§ Gezeigter Textauszug:
____________________

Gestern waren wir für einen Tag in Kaule um eine Journalistin von Al Jazeera hochzubringen, sie ist in Nepal um Hintergrundgeschichten über das Erdbeben zu recherchieren und hat Interviews mit mir und den Landwirten geführt. Ich hab natürlich gerne die Möglichkeit genutzt um einen Tag weg vom Computer und raus aus der Stadt zu kommen…

Yey, raus aus der Stadt und weg vom Schreibtisch!!!
 Wie ich ja in wohl allen meinen letzten Beiträgen immer wieder betont habe – es regnet gerade sehr viel in Nepal. Wir sind mitten in der Regenzeit, und es ist wirklich sehr nass. Für die Landwirtschaft hab das natürlich viele positive Effekte, die Landwirte sind auf das Regenwasser angewiesen und gerade wird Reis angebaut. Für die Straßen und das Leben insgesamt können die Wassermassen aber auch schlimmer Konsequenzen haben. Vor allem nach dem Erdbeben, das sowieso schon die Hänge instabil gemacht hat, kommt es jetzt zu besonders vielen Erdrutschen und Steinschlägen. Dieses Jahr gab es schon fünfmal so viele Erdrutsche wie in einem Durchschnittsjahr, und wir sind noch mitten im Monsun. 
Ein gutes Beispiel hatten wir auf unserer Fahrt. Wir sind morgens hochgefahren und an einer Stelle vorbeigekommen, die immer schon sehr eng war. Ich habe einige Risse gesehen und einen Gully, also eine Erosionsrille durch die das Wasser abläuft. Als wir abends wieder zurück gefahren sind, war die ganze Straße abgesackt und nur noch zur Hälfte befahrbar. Mit dem Motorrad ist da ja alles kein Problem, aber die großen Busse haben jetzt Probleme, die Strecke noch zu hoch zu kommen…

Die Straße morgens...
... und abends.


Der Regen hat auch zur Folge, das im Moment zwei Farben die Landschaft dominieren: Grün und Braun. Das helle Grün der Reisfelder ist weiterhin meine absolute Lieblingsfarbe, es ist so intensiv und leuchtend dass man eigentlich schon gar keine schlechte Laune haben kann, wenn man hindurch fährt. Im Gegensatz dazu sind alle Straßen braune Matschepampe. Immer wieder bleiben Fahrzeuge stecken oder fahren sich fest und es gibt Stau. Da Grün aber schöner ist als Braun, habe ich mich beim Fotografieren auf die Pflanzen und die Landschaft konzentriert :-).

____________________

§ Datenauszug:
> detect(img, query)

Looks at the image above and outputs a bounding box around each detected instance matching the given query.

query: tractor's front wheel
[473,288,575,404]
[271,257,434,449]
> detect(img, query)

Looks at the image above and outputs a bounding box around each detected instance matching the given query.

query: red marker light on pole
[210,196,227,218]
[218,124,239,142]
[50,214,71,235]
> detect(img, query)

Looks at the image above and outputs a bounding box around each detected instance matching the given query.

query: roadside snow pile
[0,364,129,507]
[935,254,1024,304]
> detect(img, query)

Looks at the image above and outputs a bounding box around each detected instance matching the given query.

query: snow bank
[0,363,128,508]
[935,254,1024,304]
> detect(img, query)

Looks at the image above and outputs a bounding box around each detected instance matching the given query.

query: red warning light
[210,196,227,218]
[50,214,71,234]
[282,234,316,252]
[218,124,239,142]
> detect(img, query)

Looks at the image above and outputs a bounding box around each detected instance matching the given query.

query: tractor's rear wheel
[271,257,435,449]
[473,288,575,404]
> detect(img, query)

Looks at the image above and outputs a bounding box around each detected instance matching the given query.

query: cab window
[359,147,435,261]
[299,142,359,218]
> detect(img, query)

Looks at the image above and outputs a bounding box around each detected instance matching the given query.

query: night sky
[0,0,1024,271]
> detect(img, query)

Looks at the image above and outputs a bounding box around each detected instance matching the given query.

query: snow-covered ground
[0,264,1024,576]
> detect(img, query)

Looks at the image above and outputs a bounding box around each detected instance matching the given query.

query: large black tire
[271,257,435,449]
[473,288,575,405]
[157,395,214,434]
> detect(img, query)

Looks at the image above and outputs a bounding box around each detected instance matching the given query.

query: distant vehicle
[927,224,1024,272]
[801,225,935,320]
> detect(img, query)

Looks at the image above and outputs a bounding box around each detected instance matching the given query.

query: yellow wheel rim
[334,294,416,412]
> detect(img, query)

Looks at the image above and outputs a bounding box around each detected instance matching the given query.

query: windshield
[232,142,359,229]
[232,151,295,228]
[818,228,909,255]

____________________

§ Aufgaben:
[1] Beantworte anhand des Textauszugs folgende Fragen:
(a) Für welchen Sender arbeitet die Journalistin, die nach Kaule gebracht wurde?
(b) Wie viele Erdrutsche gab es dieses Jahr im Vergleich zu einem Durchschnittsjahr?
(c) Welche zwei Farben dominieren wegen des Regens derzeit die Landschaft?
[2] Wiederhole aus dem Textauszug wortgetreu den Abschnitt, der mit „Gestern waren wir“ beginnt und bis einschließlich „weg vom Schreibtisch!!!“ reicht.
Die Datensätze stammen aus einer anderen Quelle als der Textauszug.

§ Lösungen nach Aufgaben:
[1]
(a) Al Jazeera
(b) Fünfmal so viele
(c) Grün und Braun

[2]
Gestern waren wir für einen Tag in Kaule um eine Journalistin von Al Jazeera hochzubringen, sie ist in Nepal um Hintergrundgeschichten über das Erdbeben zu recherchieren und hat Interviews mit mir und den Landwirten geführt. Ich hab natürlich gerne die Möglichkeit genutzt um einen Tag weg vom Computer und raus aus der Stadt zu kommen…

Yey, raus aus der Stadt und weg vom Schreibtisch!!!